**EXERCISE DESCRIPTION:**
In the records below, how many lines contain the word "metal"? Reply with the number alone.

Some records:
╔══
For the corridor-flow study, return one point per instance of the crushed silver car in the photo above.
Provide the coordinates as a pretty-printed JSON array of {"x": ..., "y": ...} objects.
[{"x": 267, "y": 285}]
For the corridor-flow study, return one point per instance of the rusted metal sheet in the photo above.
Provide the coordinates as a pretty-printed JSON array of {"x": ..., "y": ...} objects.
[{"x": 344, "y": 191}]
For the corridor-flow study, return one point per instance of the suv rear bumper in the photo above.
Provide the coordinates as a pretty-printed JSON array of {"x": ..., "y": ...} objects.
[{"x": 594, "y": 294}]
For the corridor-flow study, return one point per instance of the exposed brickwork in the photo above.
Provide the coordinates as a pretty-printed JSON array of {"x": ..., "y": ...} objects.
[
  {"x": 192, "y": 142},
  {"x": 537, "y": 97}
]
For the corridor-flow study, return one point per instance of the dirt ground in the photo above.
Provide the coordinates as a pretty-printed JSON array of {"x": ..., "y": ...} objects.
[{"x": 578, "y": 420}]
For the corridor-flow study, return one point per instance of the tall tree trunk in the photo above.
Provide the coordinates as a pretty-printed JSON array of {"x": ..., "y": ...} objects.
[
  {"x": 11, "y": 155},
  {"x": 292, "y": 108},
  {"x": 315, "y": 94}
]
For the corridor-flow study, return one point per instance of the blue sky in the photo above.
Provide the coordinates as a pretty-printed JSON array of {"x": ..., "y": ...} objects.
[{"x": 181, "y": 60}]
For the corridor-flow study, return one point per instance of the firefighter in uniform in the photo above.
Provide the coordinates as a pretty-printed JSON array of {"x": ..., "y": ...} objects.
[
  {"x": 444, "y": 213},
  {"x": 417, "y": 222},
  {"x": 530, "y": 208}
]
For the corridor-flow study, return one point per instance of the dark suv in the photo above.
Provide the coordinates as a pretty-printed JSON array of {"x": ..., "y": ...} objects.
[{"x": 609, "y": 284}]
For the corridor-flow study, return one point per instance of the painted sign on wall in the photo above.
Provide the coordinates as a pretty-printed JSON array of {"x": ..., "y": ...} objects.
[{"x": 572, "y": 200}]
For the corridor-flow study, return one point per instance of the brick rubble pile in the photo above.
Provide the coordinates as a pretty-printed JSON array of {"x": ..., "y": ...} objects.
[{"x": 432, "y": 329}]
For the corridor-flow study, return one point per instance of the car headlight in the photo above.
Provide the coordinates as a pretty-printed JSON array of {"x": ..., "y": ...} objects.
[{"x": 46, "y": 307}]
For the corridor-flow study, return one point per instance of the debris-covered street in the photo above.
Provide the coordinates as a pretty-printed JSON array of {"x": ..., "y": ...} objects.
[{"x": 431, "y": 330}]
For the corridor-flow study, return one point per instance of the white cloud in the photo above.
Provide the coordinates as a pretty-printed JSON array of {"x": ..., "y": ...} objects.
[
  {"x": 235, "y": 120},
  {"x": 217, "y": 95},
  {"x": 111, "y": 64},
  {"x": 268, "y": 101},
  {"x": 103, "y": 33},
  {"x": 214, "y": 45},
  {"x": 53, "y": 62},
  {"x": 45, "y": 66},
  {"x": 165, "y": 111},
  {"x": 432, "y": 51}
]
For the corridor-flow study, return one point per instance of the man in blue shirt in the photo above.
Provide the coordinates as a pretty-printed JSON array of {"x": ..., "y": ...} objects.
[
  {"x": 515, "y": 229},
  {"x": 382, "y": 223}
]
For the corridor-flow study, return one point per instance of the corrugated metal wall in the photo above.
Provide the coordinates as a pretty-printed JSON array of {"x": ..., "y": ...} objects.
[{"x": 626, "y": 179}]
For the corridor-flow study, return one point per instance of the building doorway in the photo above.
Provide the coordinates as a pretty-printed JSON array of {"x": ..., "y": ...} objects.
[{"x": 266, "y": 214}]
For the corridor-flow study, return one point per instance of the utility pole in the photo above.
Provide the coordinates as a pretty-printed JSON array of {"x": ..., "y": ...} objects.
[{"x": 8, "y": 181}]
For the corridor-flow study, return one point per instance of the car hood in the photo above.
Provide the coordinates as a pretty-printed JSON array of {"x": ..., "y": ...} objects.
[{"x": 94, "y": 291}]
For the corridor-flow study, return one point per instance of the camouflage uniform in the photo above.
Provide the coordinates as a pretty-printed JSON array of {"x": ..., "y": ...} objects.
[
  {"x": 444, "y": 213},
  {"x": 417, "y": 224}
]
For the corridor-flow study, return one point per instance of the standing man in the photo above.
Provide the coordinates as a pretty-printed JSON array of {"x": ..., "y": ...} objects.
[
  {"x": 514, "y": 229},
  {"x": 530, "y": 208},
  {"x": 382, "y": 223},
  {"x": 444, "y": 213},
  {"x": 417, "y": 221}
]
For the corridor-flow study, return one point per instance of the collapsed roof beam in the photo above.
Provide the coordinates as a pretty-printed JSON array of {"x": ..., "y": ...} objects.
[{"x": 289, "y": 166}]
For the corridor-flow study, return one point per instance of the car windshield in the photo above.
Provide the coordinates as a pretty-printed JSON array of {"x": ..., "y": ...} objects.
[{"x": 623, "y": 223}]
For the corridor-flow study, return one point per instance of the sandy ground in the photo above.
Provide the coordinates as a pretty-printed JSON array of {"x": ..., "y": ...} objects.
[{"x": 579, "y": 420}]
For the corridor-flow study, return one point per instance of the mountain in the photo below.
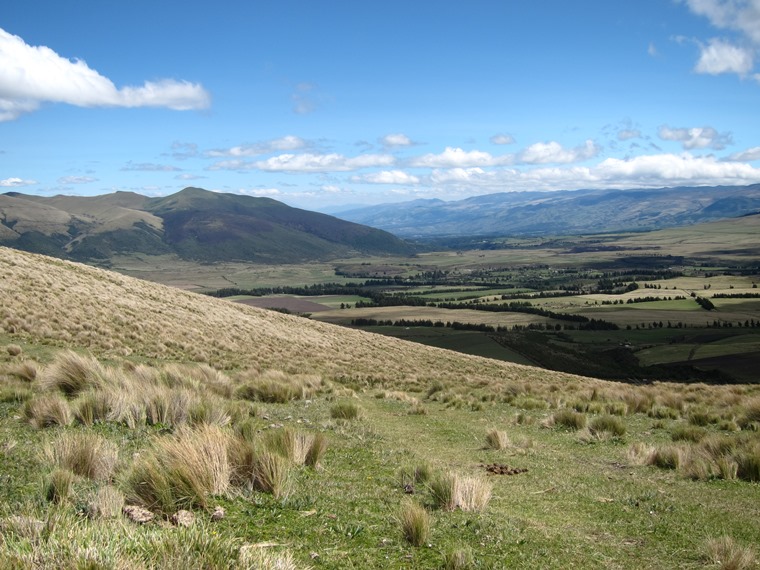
╚══
**ANSWER:**
2